Extracted data:
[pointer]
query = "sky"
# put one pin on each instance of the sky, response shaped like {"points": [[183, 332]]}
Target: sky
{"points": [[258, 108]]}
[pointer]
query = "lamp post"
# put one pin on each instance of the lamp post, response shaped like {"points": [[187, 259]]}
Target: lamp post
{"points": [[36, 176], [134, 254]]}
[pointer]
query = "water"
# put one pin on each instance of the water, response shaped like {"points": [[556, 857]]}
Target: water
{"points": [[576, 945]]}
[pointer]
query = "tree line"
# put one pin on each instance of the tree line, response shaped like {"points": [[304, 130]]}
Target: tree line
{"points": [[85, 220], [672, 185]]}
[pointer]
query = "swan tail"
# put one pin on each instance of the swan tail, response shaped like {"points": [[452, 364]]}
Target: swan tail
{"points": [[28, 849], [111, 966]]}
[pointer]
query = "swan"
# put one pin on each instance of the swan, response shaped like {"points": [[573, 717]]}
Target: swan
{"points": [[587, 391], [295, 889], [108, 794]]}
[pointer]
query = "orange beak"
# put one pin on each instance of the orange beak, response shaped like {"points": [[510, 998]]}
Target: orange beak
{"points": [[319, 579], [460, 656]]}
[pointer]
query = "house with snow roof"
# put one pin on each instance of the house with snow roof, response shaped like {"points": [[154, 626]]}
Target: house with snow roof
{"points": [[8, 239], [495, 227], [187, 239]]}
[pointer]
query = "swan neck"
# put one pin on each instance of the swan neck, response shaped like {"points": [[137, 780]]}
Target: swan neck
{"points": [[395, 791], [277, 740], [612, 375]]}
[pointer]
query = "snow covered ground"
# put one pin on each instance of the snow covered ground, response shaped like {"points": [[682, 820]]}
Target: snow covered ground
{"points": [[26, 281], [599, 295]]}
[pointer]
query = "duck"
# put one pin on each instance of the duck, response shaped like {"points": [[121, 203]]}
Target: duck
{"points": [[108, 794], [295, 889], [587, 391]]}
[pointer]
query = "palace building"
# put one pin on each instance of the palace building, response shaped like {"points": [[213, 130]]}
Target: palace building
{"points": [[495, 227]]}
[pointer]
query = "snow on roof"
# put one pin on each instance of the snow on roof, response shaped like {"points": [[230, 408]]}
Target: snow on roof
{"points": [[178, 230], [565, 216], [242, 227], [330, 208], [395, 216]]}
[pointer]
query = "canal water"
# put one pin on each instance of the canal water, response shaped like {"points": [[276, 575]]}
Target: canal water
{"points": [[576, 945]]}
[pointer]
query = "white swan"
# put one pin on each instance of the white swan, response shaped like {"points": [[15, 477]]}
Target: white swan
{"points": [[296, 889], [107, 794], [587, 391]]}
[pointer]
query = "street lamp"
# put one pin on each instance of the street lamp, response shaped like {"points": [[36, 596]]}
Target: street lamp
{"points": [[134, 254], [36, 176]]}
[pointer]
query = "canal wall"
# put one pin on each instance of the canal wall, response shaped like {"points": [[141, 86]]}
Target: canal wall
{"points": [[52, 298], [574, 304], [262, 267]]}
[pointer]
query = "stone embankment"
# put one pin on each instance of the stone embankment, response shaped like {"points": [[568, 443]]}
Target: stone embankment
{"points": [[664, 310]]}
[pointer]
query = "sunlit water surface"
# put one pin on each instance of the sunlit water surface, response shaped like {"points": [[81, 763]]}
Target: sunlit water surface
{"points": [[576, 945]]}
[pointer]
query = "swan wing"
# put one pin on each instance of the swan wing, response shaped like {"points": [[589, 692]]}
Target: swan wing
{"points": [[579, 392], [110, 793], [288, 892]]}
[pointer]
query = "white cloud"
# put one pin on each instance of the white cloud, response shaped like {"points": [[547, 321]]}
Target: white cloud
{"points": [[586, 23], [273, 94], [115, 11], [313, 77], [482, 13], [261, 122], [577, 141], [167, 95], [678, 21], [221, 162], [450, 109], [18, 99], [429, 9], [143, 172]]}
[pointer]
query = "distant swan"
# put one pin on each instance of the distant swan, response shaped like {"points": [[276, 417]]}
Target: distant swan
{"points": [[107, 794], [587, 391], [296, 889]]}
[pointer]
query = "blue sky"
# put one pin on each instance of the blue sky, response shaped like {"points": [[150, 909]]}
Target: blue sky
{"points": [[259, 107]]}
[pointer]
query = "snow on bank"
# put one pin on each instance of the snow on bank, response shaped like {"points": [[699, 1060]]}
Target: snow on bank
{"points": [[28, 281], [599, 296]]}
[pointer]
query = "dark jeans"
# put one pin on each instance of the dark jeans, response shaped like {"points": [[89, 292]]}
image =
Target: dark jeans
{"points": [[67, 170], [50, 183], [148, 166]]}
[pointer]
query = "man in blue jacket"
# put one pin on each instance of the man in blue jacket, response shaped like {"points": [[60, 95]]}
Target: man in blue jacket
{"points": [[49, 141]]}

==

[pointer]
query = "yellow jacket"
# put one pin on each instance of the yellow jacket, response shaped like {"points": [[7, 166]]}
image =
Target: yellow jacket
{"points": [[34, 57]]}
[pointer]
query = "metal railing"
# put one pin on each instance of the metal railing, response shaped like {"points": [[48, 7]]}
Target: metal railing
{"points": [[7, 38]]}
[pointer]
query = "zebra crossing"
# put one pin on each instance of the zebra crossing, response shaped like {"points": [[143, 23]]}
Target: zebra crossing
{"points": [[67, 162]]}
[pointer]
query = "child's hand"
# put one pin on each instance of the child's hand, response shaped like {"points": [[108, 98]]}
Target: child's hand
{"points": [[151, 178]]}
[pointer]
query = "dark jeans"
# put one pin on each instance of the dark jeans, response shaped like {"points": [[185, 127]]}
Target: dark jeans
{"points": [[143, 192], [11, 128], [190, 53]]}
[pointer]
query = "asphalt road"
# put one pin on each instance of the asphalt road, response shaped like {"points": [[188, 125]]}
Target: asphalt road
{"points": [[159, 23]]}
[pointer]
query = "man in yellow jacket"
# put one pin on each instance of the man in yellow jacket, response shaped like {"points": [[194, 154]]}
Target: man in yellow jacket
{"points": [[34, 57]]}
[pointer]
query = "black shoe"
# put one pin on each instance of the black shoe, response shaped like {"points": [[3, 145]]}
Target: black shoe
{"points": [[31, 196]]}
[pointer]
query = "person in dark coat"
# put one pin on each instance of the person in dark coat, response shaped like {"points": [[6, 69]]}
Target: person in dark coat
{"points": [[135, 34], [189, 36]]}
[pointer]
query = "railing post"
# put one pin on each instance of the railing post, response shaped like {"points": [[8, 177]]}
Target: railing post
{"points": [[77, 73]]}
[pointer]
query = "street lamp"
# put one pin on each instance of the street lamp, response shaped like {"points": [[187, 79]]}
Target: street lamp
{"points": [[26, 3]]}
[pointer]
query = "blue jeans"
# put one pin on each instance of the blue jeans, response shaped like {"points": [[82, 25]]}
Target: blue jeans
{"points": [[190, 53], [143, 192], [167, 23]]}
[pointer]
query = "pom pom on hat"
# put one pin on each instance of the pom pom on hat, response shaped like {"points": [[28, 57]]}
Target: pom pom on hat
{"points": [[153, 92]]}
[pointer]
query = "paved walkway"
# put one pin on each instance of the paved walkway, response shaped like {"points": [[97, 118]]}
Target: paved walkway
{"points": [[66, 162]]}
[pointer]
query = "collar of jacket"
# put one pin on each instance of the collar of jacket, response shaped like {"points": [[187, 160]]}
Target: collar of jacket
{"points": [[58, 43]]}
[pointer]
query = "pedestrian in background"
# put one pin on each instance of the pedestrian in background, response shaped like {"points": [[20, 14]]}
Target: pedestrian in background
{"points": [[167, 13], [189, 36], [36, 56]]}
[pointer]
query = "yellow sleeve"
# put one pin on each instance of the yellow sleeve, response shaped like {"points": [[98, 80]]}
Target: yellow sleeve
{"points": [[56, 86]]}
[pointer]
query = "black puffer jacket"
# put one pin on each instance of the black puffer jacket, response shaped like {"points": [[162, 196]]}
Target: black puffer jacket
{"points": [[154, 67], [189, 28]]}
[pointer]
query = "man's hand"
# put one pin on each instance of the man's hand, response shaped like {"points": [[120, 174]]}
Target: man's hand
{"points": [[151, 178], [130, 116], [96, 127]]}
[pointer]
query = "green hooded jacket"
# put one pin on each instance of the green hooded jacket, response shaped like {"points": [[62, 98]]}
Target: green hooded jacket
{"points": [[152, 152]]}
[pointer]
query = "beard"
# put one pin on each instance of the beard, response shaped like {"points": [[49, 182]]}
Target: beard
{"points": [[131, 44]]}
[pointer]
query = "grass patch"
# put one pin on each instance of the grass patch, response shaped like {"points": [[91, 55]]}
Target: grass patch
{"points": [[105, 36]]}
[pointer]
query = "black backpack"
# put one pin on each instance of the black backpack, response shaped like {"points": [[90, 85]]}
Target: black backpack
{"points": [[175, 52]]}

How to complete this task:
Once you reach the line with "Target: sky" in the data above, copy it and every line after it exactly, up to and including the line with "# put one pin on each instance of the water, response".

Result for this exercise:
Target: sky
{"points": [[258, 108]]}
[pointer]
query = "lamp post"
# put one pin on each instance of the lamp post, response shaped like {"points": [[187, 259]]}
Target: lamp post
{"points": [[36, 176], [134, 254]]}
[pointer]
query = "water"
# put one pin on each instance of the water, response shaped like {"points": [[556, 857]]}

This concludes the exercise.